Labeled area outline entries:
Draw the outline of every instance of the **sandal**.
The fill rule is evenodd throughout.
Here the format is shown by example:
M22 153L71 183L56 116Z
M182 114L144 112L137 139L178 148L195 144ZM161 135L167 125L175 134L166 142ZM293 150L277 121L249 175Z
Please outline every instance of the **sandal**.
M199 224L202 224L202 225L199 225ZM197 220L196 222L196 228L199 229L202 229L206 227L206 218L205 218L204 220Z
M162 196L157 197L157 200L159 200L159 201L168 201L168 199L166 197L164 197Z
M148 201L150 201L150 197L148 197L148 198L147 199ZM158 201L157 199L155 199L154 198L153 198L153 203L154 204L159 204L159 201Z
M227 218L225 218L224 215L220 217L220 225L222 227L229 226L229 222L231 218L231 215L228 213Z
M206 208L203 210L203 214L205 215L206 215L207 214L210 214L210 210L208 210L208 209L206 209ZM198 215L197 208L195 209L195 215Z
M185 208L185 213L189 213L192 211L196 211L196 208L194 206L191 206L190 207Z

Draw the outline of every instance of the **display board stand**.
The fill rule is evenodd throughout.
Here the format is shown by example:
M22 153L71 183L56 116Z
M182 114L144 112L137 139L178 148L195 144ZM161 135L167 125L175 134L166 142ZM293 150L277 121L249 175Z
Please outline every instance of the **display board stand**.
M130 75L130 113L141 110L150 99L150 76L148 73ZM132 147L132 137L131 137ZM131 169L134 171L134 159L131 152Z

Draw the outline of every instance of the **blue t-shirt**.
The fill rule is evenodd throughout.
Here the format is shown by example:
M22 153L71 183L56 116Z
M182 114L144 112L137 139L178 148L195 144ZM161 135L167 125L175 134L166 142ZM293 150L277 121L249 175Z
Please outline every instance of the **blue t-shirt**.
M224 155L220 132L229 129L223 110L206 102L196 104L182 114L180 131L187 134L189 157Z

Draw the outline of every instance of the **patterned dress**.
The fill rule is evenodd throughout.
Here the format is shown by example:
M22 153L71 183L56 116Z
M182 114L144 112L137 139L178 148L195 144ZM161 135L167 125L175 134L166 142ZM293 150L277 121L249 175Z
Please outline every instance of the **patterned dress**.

WHAT TO PRODUCE: Render every line of the entries above as a single numbered list, omitting any blank lines.

RESPONSE TO THE TASK:
1. Draw the outline of every instance of the **sandal**.
2. The fill rule is evenodd throughout.
3. Here the format is shown by example:
4. M22 153L71 183L56 116Z
5. M182 114L144 112L137 139L178 148L195 144ZM161 135L167 125L175 134L166 142ZM293 150L277 121L249 175Z
6. Please outline every instance of the **sandal**.
7. M199 224L202 224L202 225L199 225ZM197 220L196 222L196 228L199 229L202 229L206 227L206 218L205 218L204 220Z
8. M162 196L157 197L157 200L159 200L159 201L168 201L168 199L166 197L164 197Z
9. M148 201L150 201L150 197L148 197L148 198L147 199ZM158 201L157 199L155 199L154 198L153 198L153 203L154 204L159 204L159 201Z
10. M227 218L225 218L224 215L220 217L220 225L222 227L229 226L229 222L231 218L231 215L228 213Z
11. M206 208L203 210L203 214L205 215L206 215L207 214L210 214L210 210L208 210L208 209L206 209ZM198 215L197 208L195 209L195 215Z
12. M185 208L185 213L189 213L192 211L196 211L196 208L194 206L191 206L190 207Z
13. Draw the outline of every instance of the **display board stand**.
14. The fill rule is evenodd throughout.
15. Here the format is shown by example:
16. M22 153L71 183L56 116Z
17. M182 114L144 112L137 139L178 148L195 144ZM161 135L167 125L175 134L166 142ZM293 150L277 121L249 175Z
18. Please outline every instance of the **display board stand**.
19. M130 75L130 113L141 110L150 99L150 76L148 73ZM132 147L132 137L131 137ZM131 169L134 171L134 159L131 152Z
20. Draw the outline of every instance of the **blue t-shirt**.
21. The fill rule is evenodd throughout.
22. Here the format is shown by example:
23. M22 153L71 183L56 116Z
24. M182 114L144 112L137 139L178 148L195 144ZM161 135L167 125L175 134L166 142ZM293 150L277 121L249 175Z
25. Please outline every instance of the **blue t-shirt**.
26. M224 155L220 132L229 129L223 110L206 102L196 104L182 114L180 131L187 134L189 157Z
27. Draw the outline of every instance of the **patterned dress**.
28. The fill rule is evenodd throughout.
29. Here the format is shown by example:
30. M22 153L71 183L56 116Z
31. M182 114L144 112L137 139L178 148L195 144ZM161 135L167 125L175 134L166 142ZM293 150L277 121L249 175Z
32. Please outline every instance of the **patterned dress**.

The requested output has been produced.